**ABOUT THIS TASK:** Output the records exactly. Include every line.

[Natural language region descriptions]
──────

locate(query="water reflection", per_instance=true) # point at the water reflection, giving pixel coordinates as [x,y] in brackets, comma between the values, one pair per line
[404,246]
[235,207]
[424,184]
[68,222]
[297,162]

──────

**FINISHED EXERCISE:**
locate(query="water reflection", per_instance=true) # point at the water reflection, giving pixel coordinates as [x,y] in brackets, comma between the values, one pair per line
[404,246]
[235,207]
[424,184]
[68,222]
[297,162]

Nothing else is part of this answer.